府政報告 1733 2002年9月定例議会を終えて(談話)
2002年9月定例議会を終えて(談話)
2002年10月15日
日本共産党京都府会議員団
団長 西山 秀尚
1、9月26 日から開会されていた9月定例会は10月11日閉会した。
今議会は、小泉内閣がすすめる医療改悪など3兆2千億円ものあらだな負担増や「不良債権早期処理」「外形標準課税導入」など、国民に"痛み"押し付けが強行されるもとで、府民の暮らしと営業をどう守るか、このことが問われる議会であった。
わが党議員団は、府民の切実な願いにこたえ「くらし応援の府政」実現へ全力をあげた。
2、代表質問では、山田知事が「部課長・公所長会議」で「私たちの使命はあくまで府民福祉の向上を図ることにある」と述べていることから、その役割を本当に果たそうとしているのか、厳しく追求した。知事の答弁は、10月1日から実施され、お年よりに大きな不安と負担を押し付けた医療保険制度の改悪も、「持続可能で安定的な医療保険制度を構築することが必要」と「府民福祉」が破壊されることを「やむをえない」とするものであった。
また、府の調査でも3600人を超える待機者がある特別養護老人ホーム建設についても「全国トップレベルの補助や融資制度で推進している」とし、保険料・利用料の減免についても「現行制度の活用で」とまったく冷たい答弁であった。
さらに、府の責任が問われているホームヘルパー養成講座で被害を受けた受講生への救済策についても、他府県がおこなっている補講費用の援助や府県の責任での補講は行わず、本人負担による「補講の斡旋をおこなっている」とこたえるなど、「私たちの使命は福祉の向上」といいながら、その実態は程遠いものであることを示した。
そのうえ、赤字企業からも税金を取る「外形標準課税の導入」は、京都経済に大打撃を与え、倒産と失業を増やすことが明らかにもかかわらず、「導入を期待する」と表明し、「地域住民による公平な負担」との言い分で、税制の基本である「応能負担の原則」を否定する態度を表明した。
こうした知事の態度は、「国にはっきりとものを言う」「現場・現地主義」などの公約をかかげ、いま「府民福祉の向上」といいながら、これが口先だけのものであることを露呈した。

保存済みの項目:
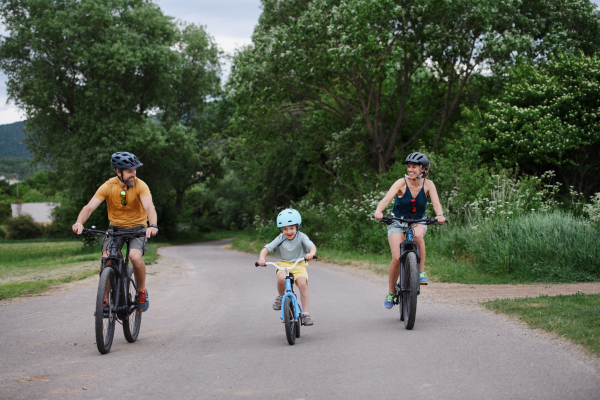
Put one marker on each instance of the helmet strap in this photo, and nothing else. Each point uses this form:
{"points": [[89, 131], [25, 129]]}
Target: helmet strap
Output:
{"points": [[121, 179]]}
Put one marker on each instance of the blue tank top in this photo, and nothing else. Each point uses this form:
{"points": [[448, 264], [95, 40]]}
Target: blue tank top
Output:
{"points": [[407, 206]]}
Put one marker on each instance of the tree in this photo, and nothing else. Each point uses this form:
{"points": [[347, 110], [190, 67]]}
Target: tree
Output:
{"points": [[370, 58], [89, 74], [548, 118]]}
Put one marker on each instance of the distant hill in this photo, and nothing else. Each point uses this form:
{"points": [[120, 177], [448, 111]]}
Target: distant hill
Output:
{"points": [[11, 140]]}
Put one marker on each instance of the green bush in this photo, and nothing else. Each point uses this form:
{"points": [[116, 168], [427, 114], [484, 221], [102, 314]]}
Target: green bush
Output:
{"points": [[22, 227], [543, 247]]}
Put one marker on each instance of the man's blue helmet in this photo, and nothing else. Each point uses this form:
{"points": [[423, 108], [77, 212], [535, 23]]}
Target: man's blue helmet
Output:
{"points": [[287, 217]]}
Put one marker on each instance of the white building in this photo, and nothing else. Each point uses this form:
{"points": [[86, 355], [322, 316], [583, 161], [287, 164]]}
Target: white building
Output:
{"points": [[40, 212]]}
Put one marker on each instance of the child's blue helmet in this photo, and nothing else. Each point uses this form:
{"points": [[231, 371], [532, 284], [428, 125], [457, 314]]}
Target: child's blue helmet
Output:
{"points": [[289, 216]]}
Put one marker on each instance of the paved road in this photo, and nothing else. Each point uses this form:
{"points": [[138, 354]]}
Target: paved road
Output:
{"points": [[211, 333]]}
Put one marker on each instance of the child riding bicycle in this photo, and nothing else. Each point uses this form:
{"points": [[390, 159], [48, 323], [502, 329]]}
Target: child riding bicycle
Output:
{"points": [[289, 246]]}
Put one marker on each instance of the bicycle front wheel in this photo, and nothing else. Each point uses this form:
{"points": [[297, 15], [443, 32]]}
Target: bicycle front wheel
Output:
{"points": [[411, 281], [132, 322], [288, 318], [105, 324]]}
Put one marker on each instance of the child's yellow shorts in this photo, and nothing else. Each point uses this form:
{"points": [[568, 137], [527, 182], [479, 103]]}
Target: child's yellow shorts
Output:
{"points": [[297, 272]]}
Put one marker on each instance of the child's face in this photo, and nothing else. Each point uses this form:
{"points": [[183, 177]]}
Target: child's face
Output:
{"points": [[289, 231]]}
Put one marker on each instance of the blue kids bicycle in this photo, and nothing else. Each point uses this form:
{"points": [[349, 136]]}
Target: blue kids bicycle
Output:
{"points": [[407, 287], [291, 311]]}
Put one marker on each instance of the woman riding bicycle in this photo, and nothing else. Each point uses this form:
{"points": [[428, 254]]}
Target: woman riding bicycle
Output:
{"points": [[411, 197]]}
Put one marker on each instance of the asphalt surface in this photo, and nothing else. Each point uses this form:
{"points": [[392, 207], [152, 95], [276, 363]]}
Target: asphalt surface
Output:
{"points": [[211, 333]]}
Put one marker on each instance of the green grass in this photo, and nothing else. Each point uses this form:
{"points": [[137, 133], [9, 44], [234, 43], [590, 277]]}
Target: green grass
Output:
{"points": [[439, 268], [56, 262], [576, 317]]}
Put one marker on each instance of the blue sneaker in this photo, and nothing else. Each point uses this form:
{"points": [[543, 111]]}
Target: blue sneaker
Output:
{"points": [[389, 301], [144, 303]]}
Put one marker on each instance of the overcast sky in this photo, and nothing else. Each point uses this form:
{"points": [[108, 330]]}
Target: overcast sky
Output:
{"points": [[230, 22]]}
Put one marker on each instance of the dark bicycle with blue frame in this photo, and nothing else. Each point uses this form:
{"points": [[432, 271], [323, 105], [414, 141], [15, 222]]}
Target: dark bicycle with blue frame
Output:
{"points": [[407, 287], [291, 311], [118, 284]]}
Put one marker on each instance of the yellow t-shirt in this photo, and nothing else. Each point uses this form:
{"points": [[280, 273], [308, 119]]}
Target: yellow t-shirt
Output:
{"points": [[131, 215]]}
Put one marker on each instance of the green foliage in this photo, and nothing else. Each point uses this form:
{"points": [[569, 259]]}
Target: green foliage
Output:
{"points": [[548, 118], [396, 69], [22, 227], [17, 167], [88, 74], [538, 247], [12, 137], [576, 317]]}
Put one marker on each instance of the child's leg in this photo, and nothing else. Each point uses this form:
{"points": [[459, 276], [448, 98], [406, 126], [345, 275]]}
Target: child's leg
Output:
{"points": [[303, 286], [281, 282]]}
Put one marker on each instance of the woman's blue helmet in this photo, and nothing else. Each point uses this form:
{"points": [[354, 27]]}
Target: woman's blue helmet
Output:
{"points": [[289, 216]]}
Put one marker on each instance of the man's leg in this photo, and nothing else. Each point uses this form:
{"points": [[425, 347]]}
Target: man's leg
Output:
{"points": [[139, 268]]}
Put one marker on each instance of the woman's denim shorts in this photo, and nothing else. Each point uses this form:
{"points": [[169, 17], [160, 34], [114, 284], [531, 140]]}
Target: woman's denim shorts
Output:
{"points": [[400, 227]]}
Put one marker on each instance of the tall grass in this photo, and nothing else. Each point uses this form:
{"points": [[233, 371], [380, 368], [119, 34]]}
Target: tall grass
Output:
{"points": [[514, 231], [549, 247]]}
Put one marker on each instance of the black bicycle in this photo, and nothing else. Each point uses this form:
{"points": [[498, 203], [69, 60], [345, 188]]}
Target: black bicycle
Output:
{"points": [[119, 286], [407, 287]]}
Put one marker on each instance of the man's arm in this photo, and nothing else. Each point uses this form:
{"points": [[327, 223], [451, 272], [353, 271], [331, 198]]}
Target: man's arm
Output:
{"points": [[151, 212], [84, 214]]}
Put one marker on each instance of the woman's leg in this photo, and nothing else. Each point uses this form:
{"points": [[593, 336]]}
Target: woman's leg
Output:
{"points": [[394, 239], [419, 238]]}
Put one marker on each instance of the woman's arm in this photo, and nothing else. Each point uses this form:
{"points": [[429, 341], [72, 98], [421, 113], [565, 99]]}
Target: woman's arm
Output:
{"points": [[388, 197], [435, 201]]}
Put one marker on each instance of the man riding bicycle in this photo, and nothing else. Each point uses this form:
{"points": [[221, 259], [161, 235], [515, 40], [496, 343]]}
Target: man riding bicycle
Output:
{"points": [[130, 207]]}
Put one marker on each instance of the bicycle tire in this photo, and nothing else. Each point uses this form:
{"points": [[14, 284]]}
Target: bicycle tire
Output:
{"points": [[399, 294], [288, 318], [105, 327], [411, 271], [132, 322]]}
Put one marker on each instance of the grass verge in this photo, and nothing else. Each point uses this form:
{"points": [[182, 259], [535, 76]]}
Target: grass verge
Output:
{"points": [[33, 266], [576, 317]]}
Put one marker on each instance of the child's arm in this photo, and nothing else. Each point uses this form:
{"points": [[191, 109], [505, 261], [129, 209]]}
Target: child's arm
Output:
{"points": [[311, 254], [261, 258]]}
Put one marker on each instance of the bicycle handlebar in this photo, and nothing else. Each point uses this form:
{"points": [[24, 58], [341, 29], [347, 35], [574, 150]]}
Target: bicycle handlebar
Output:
{"points": [[133, 234], [286, 269], [388, 219]]}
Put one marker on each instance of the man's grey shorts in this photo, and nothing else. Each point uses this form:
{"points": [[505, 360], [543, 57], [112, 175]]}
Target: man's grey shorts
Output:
{"points": [[400, 227], [140, 244]]}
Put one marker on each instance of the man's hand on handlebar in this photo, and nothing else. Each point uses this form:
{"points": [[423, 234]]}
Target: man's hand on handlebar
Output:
{"points": [[151, 232], [77, 228]]}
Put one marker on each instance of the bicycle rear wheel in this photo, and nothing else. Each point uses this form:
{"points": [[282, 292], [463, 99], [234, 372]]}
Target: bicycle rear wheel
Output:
{"points": [[132, 322], [411, 281], [105, 326], [288, 318]]}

作業指示 A:
談話の内容から次の問いに答えよ。
(i) 9月定例会が閉会したのは何月何日か。
(ii) 府の調査で、特別養護老人ホームの待機者は何人を超えるとされているか。
(iii) 医療保険制度の改悪が実施されたのは何月何日からか。
作業指示 B:
次の各文が談話の内容と合うかどうかを「はい」か「いいえ」で答え、判断の根拠となる談話中の語句をそのまま引用せよ。
(i) 談話の日付は2002年10月15日である。
(ii) 知事は外形標準課税の導入に反対を表明した。
(iii) 府はホームヘルパー養成講座の受講生に補講費用の援助をおこなっている。
作業指示 C: 談話のうち「そのうえ、赤字企業からも」で始まる段落を、主な事実を残して箇条書きに書き直せ。

解答 A:
(i) 10月11日
(ii) 3600人
(iii) 10月1日

解答 B:
(i) はい。「2002年10月15日」
(ii) いいえ。「「導入を期待する」と表明し」
(iii) いいえ。「他府県がおこなっている補講費用の援助や府県の責任での補講は行わず」

解答 C:
・外形標準課税は赤字企業からも税金を取るものである
・その導入は京都経済に大打撃を与え、倒産と失業を増やすことが明らかだとされる
・それにもかかわらず知事は「導入を期待する」と表明した
・知事は「地域住民による公平な負担」との言い分で、税制の基本である「応能負担の原則」を否定する態度を表明した